Task statement: Skip every line before the one containing "Player-spacing review: tag the tennis net", then copy that line and the rest of the entries below exactly, through the last line.

Data for this task:
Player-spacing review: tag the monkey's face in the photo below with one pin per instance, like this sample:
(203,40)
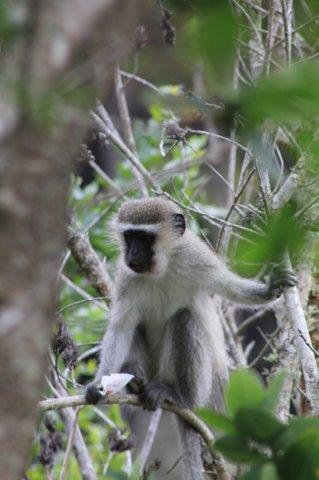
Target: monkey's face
(148,231)
(139,250)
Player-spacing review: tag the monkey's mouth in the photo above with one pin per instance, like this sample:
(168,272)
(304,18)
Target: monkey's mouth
(140,267)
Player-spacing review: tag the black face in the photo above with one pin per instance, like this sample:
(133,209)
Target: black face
(139,250)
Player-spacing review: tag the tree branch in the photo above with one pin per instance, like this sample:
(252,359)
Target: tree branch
(126,399)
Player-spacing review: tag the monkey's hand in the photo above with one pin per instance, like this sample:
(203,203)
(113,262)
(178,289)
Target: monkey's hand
(155,393)
(280,277)
(137,384)
(93,392)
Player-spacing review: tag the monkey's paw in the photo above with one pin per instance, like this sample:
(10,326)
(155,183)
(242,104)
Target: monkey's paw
(281,277)
(93,393)
(137,384)
(155,393)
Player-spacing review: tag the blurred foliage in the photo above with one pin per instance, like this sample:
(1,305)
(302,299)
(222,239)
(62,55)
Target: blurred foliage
(253,435)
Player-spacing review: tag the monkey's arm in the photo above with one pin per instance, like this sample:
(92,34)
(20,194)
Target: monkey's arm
(209,271)
(115,347)
(246,291)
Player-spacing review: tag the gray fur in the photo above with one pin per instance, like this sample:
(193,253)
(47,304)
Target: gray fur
(184,344)
(147,211)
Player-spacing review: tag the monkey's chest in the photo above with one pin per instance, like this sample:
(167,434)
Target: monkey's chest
(157,310)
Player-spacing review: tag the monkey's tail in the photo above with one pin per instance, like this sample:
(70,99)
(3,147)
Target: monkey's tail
(191,448)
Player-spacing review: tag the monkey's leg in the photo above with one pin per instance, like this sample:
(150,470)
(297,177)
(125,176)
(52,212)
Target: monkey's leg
(193,375)
(137,363)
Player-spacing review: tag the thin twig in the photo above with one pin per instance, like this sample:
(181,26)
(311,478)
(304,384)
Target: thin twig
(69,445)
(127,126)
(125,399)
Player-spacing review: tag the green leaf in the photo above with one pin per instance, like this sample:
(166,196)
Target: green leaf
(295,431)
(268,472)
(244,390)
(290,94)
(273,391)
(301,460)
(216,420)
(236,449)
(258,425)
(262,472)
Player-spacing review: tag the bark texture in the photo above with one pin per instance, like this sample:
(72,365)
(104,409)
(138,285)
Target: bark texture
(81,39)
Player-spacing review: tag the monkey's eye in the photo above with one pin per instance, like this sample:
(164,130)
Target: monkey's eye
(179,223)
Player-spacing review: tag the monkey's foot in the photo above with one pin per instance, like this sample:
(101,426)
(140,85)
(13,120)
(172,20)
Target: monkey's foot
(155,393)
(137,384)
(93,394)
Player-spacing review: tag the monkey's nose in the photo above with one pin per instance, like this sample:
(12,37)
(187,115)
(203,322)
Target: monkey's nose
(138,266)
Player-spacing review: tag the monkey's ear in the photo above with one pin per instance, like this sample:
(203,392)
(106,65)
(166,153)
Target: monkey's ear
(179,223)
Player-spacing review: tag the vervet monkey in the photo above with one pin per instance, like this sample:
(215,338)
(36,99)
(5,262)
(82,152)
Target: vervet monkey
(163,328)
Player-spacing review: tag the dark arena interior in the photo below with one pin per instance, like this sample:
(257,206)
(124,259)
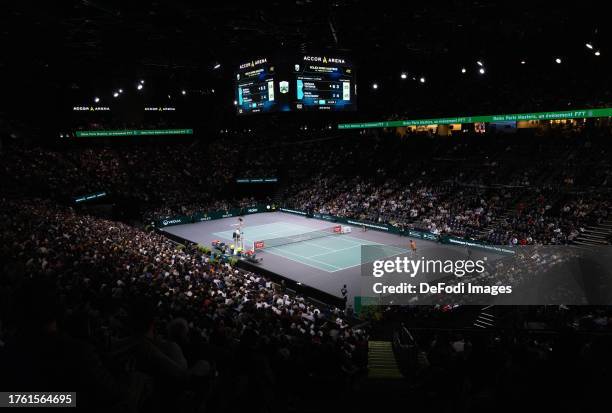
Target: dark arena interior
(305,206)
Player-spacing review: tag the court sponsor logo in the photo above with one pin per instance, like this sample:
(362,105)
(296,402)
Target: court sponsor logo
(171,221)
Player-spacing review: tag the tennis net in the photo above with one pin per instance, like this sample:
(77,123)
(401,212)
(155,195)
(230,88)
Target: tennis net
(306,236)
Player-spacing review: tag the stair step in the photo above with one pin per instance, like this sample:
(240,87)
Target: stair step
(381,361)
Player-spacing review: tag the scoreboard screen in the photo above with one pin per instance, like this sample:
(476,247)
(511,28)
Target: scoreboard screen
(324,83)
(305,83)
(255,87)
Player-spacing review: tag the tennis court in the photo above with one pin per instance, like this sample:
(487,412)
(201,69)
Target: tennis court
(331,253)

Exercise output:
Player-spacing review: tag the tennis net in the photo above with one pin per instance, like this sample:
(77,123)
(401,212)
(155,195)
(230,88)
Target: tennis net
(306,236)
Player-spacing review: tag the stair step in the photo above with one pin per instance, like this sample:
(240,87)
Target: stair step
(381,361)
Player-spacing review: tag the scoreboard screen in the photo above with one pin per instance, like this sample:
(476,247)
(511,28)
Target: scoreboard screen
(324,83)
(305,83)
(255,87)
Player-spacing review: tag the tennis court in the photo above with one pin per instance, like this sample:
(487,412)
(201,69)
Target: tennis court
(331,253)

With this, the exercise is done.